:: Problema curto 1 ::
Responda com base no texto abaixo sobre o concurso do Itamaraty:
(a) Qual salário as candidatas deixaram de ganhar?
(b) Em que universidade uma delas ajudou a criar o sistema de cotas?
(c) Em que ano o novo comitê mudou a interpretação sobre a cor da pele das candidatas?

:: Trecho fornecido ::
###
Disputa judicial impediu que candidatas a vaga no Itamaraty ganhassem salários de R$ 17 mil, experiência no exterior e auxílio-moradia.

Na reta final do concurso, Rebeca e Verônica passaram a ser consideradas brancas pelo Rio Branco

A mãe e a avó de uma são quilombolas. A outra foi militante do movimento negro e ajudou a criar o sistema de cotas na Universidade de Brasília. Ambas se consideram negras e foram aprovadas na última edição de uma das provas mais disputadas do país: o concurso para diplomata do Instituto Rio Branco, a escola de formação do Ministério das Relações Exteriores, realizado entre e junho e dezembro de 2017. Estavam prestes a ser nomeadas. Mas uma disputa judicial levou o Itamaraty a desmontar a comissão que avalia quem pode concorrer às vagas destinadas a cotistas negros. Em 2018, o novo comitê mudou a interpretação sobre a cor da pele das candidatas: elas foram consideradas brancas e perderam suas vagas.
###
:: Problema curto 2 ::
Informe somente o número de linhas dos registros que contêm a palavra "clear".

Linhas de um conjunto de dados de apontamento de objetos:
###
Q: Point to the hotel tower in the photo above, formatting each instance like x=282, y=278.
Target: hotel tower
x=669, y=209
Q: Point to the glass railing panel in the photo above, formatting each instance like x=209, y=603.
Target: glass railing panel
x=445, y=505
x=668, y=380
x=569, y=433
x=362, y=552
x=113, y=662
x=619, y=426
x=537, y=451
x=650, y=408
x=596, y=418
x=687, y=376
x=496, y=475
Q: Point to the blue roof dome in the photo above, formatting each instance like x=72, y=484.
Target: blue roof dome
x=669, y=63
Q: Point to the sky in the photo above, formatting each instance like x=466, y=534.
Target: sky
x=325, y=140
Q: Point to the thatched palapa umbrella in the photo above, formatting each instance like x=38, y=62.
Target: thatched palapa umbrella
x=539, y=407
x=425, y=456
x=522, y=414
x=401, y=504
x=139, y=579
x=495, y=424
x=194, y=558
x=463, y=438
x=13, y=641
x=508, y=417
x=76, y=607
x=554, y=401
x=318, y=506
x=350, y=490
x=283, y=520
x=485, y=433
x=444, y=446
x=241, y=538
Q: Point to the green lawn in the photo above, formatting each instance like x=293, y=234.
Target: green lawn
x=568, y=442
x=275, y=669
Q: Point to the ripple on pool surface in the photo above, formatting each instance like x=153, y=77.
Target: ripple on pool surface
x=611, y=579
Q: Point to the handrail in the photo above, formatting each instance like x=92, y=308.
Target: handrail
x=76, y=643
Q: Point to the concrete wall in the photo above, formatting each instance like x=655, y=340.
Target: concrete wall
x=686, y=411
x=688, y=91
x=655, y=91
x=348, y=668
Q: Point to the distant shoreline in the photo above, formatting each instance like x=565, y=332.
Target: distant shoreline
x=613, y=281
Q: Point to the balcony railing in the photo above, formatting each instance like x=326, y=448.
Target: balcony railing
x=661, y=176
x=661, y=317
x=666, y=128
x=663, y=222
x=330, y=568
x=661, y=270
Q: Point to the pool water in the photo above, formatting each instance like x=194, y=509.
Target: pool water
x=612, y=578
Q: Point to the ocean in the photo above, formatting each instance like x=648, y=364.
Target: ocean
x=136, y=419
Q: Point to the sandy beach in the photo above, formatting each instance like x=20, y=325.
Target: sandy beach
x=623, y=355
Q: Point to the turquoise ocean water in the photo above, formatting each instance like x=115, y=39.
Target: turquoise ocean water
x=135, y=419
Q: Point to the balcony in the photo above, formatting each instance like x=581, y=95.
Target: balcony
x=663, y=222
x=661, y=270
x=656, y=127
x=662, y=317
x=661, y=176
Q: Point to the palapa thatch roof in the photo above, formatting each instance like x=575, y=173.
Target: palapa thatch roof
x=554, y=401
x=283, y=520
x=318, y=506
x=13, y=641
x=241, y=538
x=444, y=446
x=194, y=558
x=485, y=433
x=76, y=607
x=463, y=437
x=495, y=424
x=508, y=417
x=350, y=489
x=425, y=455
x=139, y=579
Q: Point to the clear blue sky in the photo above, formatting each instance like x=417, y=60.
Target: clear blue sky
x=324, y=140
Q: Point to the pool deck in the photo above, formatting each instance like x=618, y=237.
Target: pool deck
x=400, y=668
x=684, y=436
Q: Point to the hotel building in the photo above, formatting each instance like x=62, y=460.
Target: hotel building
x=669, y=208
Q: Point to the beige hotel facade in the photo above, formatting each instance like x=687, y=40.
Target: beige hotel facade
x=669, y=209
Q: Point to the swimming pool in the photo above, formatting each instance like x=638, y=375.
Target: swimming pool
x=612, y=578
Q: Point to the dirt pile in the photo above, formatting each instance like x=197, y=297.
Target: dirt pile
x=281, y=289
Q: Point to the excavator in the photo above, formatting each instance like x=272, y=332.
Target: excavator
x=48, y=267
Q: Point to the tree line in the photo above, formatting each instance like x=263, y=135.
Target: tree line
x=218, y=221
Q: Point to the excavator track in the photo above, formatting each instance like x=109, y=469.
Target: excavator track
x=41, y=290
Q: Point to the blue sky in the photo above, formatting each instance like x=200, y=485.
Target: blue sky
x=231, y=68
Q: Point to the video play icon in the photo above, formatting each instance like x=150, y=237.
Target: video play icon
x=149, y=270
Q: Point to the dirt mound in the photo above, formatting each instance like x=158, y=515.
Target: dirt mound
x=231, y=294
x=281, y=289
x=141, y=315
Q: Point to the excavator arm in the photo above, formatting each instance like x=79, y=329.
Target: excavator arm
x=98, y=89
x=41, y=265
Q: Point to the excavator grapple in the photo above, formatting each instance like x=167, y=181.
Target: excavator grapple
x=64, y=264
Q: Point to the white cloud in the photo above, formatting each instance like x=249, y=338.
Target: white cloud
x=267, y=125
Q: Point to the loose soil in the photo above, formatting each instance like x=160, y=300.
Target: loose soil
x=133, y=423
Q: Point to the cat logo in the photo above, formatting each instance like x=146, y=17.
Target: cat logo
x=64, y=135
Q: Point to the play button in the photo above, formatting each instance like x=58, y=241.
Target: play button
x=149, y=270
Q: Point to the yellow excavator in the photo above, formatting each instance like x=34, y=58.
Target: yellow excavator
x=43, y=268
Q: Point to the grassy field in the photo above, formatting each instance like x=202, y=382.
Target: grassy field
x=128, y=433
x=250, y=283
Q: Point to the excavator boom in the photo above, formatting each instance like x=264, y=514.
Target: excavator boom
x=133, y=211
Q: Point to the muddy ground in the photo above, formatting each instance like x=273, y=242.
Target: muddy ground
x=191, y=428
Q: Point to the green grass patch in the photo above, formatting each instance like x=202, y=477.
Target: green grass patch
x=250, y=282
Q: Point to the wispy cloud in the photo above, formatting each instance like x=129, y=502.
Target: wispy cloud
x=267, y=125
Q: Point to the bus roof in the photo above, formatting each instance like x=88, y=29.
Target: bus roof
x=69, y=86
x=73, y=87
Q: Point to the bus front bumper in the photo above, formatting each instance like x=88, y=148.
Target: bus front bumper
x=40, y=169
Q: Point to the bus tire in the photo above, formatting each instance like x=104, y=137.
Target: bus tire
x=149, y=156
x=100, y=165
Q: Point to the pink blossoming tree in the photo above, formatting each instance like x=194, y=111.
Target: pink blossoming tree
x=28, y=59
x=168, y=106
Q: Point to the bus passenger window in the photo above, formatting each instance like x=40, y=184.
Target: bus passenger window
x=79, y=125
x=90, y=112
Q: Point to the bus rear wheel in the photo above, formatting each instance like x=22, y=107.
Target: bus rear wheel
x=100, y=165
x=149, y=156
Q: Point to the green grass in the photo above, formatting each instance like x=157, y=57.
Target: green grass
###
:: Resposta final 1 ::
(a) R$ 17 mil.
(b) Na Universidade de Brasília.
(c) Em 2018.

:: Resposta final 2 ::
2